Exercise directions –
Transcribe the data below verbatim, from the first line through the line containing "[163,222,266,291]", inclusive.

........

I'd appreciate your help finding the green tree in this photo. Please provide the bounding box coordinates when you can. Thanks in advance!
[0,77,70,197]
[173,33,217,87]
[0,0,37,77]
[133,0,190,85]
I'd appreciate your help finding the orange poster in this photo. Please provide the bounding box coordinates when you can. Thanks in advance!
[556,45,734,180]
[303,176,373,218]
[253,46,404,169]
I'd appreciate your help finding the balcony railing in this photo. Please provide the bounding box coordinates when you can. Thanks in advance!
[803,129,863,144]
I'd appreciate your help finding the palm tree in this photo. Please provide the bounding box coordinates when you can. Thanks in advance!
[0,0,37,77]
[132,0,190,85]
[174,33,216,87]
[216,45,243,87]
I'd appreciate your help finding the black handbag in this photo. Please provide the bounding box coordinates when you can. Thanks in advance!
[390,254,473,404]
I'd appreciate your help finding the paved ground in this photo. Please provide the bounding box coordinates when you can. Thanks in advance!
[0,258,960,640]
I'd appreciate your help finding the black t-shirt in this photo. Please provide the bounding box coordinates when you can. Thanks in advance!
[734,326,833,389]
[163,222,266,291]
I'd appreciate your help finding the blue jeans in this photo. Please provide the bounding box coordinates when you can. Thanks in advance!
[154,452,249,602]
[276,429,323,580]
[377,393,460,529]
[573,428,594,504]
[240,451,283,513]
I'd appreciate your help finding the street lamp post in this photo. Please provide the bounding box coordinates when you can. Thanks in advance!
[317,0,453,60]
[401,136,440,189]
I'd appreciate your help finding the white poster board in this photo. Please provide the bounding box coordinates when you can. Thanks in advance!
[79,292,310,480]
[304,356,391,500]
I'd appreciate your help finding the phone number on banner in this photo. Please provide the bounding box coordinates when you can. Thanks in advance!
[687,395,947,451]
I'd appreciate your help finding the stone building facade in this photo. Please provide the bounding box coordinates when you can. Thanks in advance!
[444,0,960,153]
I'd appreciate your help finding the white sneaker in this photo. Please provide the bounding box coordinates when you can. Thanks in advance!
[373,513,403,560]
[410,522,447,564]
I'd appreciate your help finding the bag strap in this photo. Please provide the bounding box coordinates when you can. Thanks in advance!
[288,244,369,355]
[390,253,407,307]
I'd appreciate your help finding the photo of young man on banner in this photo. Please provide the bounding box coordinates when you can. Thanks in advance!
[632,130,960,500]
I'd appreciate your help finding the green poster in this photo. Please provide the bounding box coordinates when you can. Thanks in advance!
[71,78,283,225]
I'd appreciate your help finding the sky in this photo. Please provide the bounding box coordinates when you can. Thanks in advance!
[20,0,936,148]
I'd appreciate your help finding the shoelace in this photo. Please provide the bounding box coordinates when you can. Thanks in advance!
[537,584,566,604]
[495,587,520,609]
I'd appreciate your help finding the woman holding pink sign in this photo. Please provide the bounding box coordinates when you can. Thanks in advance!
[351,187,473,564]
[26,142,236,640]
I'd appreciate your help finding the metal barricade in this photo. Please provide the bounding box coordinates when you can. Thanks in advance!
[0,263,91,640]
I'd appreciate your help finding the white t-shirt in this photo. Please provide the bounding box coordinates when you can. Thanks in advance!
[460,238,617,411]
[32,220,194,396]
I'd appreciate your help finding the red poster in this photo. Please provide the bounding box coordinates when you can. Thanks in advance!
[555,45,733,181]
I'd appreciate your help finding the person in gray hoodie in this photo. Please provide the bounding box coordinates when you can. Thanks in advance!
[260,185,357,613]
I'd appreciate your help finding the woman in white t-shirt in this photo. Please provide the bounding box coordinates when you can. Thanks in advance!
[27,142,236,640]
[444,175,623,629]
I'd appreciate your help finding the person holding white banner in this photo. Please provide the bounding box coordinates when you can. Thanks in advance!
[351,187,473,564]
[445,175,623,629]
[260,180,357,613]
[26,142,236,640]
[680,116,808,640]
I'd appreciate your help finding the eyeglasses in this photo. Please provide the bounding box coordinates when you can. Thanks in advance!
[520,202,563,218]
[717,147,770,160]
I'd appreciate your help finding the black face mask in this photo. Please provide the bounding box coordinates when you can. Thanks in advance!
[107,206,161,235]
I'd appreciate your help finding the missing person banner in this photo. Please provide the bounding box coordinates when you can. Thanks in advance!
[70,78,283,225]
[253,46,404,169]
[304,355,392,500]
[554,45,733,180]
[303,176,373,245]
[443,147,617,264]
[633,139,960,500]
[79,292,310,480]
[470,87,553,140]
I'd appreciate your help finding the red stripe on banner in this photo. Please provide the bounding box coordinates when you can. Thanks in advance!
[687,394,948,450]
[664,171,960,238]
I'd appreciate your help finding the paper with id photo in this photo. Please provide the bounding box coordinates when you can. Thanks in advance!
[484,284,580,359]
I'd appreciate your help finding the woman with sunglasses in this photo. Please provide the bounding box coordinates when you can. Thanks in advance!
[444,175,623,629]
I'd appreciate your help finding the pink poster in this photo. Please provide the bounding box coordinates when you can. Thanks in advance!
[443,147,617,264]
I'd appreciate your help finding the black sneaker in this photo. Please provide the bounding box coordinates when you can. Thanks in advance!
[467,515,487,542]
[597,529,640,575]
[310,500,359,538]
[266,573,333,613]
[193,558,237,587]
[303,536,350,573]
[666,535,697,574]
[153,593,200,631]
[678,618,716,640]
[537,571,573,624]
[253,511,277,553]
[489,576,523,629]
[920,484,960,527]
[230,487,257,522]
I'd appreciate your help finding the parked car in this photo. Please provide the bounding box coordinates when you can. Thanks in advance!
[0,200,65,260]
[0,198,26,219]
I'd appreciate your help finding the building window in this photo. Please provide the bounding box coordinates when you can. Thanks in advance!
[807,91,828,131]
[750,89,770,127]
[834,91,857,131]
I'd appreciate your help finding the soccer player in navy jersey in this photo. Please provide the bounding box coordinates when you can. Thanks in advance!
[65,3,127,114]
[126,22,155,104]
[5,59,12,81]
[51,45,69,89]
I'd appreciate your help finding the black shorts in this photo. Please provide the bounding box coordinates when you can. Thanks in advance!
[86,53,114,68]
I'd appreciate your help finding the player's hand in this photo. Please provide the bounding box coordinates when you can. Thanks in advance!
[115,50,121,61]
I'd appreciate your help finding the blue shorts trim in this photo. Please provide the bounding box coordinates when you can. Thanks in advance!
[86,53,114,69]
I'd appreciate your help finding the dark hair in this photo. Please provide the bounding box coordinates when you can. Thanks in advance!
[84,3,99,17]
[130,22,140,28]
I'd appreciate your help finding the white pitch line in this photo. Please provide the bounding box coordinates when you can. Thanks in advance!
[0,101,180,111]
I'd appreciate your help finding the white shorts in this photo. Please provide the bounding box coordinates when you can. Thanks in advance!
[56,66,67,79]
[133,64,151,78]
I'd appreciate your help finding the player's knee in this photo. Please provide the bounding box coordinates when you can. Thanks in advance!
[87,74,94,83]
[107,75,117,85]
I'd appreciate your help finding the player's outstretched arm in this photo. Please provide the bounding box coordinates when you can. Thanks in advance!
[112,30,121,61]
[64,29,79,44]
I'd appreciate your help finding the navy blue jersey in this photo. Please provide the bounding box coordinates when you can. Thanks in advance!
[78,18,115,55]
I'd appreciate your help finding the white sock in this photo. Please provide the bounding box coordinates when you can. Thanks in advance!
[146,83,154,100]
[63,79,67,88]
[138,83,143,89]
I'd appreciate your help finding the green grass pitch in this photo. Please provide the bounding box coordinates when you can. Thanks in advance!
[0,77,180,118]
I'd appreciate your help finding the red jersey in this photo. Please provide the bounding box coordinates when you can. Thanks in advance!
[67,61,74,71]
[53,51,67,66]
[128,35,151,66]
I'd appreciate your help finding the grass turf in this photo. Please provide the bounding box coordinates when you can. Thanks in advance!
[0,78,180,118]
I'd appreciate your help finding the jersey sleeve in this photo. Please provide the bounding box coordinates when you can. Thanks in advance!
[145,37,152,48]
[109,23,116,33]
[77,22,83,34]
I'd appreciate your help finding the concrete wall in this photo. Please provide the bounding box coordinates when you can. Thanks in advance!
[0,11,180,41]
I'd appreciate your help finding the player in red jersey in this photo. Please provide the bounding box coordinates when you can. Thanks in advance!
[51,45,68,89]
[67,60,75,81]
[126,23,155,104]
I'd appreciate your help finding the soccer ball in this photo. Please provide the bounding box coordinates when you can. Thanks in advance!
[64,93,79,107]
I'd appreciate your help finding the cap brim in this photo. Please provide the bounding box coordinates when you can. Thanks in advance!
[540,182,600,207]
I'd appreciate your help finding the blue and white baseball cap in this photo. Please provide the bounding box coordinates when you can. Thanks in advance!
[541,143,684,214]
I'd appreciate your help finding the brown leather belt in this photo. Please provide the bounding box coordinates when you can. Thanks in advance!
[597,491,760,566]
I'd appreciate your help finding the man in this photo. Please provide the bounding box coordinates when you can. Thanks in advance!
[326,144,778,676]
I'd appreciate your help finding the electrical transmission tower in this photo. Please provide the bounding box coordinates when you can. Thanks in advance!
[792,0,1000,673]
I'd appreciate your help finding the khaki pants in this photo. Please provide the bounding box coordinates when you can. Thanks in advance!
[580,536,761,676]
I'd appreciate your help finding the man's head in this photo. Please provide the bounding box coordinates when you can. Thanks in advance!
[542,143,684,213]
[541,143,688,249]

........

Output of the task –
I'd appreciate your help finding the green tree in this photo. Please provide the bounding box coordinates when you can. Thanks in advance!
[0,77,70,197]
[173,33,217,87]
[0,0,37,77]
[133,0,190,85]
I'd appreciate your help finding the orange poster in this photo. Please provide the bounding box coordinates when you can. Thanks in advance!
[556,45,734,180]
[303,176,373,218]
[253,46,404,169]
I'd appreciate your help finding the balcony railing in this photo. Please provide the bounding box coordinates when you can. Thanks in advance!
[803,129,863,144]
I'd appreciate your help finding the palm tree in this photo. Please provide the bounding box coordinates when you can. Thanks in advance!
[0,0,37,77]
[132,0,190,85]
[174,33,216,87]
[216,45,243,87]
I'd appreciate your help finding the black handbag in this photo. Please provide the bounding box coordinates when you can. Thanks in advance!
[390,254,473,404]
I'd appreciate your help finding the paved ground in this photo. Please provide the bounding box coordinates when you can. Thanks in advance!
[0,258,960,640]
I'd appreciate your help finding the black t-shirt in this photo. Please provide the bounding box coordinates when you can. Thanks in advance!
[734,326,833,389]
[163,222,266,291]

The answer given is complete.